=== TEXT ===

William Wells Brown was born the child of a slaveholding
father and a slave mother in Kentucky in 1815. His first master, a Dr. Young, for whom he worked as both a house servant and, later, a part-time assistant, hired
him out to a Major Freeland when he was around fourteen or fifteen. Freeland
treated him so cruelly that, at this early age, Brown made his first escape
attempt but was captured with the help of
bloodhounds. In 1832, hired out again to James Walker, a slave trader,
Brown witnessed many slave auctions, memories of which he drew upon in his
subsequent writing.
In 1833, Brown made
another escape attempt, this time with his mother, but they were captured after
eleven days. His mother was sold down to New Orleans, and he was sold to Samuel
Willi, a merchant tailor in Saint Louis. Willi sold Brown to Enoch Price, a
Saint Louis commission merchant and steamboat owner, facilitating the young
slave’s final “leap to freedom,” for on New Year’s Day, 1834, Brown escaped in
Cincinnati, Ohio. Quickly moving to Cleveland, the nineteen-year-old became a
steamboat worker and a barber in the off season. There, the same year, he met
and married Elizabeth Schooner and, two years later, settled with his family in
Buffalo, New York, a center of anti-slavery activity. In Buffalo, Brown began
the political involvement that was to make him well known among activists in
America and abroad. He welcomed anti-slavery agents into his home and made his
house a station on the Underground Railroad. Another social cause attracted
him: temperance. He organized one of the first temperance societies in western
New York, aiming his efforts particularly at blacks. At the same time,
recognizing his need to catch up educationally, he was studying English
grammar, mathematics, history, and literature.

===

→ WORK REQUEST
Set down, word for word, the portion of the William Wells Brown text above that opens with the words containing "William Wells Brown" and closes with "subsequent writing.".

=== RECORD EXCERPTS ===

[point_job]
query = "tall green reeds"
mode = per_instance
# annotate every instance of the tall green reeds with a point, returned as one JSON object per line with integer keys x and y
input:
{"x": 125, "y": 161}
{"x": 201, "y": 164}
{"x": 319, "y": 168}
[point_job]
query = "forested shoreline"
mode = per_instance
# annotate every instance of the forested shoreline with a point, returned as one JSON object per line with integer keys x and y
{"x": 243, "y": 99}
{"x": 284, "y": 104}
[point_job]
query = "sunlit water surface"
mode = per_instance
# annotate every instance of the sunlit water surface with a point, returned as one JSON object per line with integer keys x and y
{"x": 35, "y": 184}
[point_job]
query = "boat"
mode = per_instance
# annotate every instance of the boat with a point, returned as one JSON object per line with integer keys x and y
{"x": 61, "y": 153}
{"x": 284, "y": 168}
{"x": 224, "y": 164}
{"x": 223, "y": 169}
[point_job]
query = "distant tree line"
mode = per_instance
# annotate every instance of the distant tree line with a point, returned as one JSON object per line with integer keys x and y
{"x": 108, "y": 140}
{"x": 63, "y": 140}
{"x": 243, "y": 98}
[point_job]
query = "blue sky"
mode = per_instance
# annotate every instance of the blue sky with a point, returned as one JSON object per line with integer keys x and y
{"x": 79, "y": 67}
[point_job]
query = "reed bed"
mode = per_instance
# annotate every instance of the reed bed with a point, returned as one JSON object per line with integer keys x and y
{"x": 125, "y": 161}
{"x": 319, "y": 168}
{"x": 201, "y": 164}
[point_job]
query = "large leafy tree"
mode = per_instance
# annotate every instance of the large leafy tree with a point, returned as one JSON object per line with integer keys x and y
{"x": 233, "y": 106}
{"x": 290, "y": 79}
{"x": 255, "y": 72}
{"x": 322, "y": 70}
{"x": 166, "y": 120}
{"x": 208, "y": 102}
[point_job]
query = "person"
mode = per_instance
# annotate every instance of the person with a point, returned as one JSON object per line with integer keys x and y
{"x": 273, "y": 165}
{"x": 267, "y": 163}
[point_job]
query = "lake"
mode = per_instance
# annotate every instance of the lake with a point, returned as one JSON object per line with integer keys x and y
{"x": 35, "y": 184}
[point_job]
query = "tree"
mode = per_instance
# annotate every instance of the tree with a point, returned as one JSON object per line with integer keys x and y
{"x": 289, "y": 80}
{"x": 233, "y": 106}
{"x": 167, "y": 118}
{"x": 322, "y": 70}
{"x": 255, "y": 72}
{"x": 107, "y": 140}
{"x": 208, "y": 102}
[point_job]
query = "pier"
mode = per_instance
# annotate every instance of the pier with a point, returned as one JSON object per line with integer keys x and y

===

→ TASK RESULT
William Wells Brown was born the child of a slaveholding
father and a slave mother in Kentucky in 1815. His first master, a Dr. Young, for whom he worked as both a house servant and, later, a part-time assistant, hired
him out to a Major Freeland when he was around fourteen or fifteen. Freeland
treated him so cruelly that, at this early age, Brown made his first escape
attempt but was captured with the help of
bloodhounds. In 1832, hired out again to James Walker, a slave trader,
Brown witnessed many slave auctions, memories of which he drew upon in his
subsequent writing.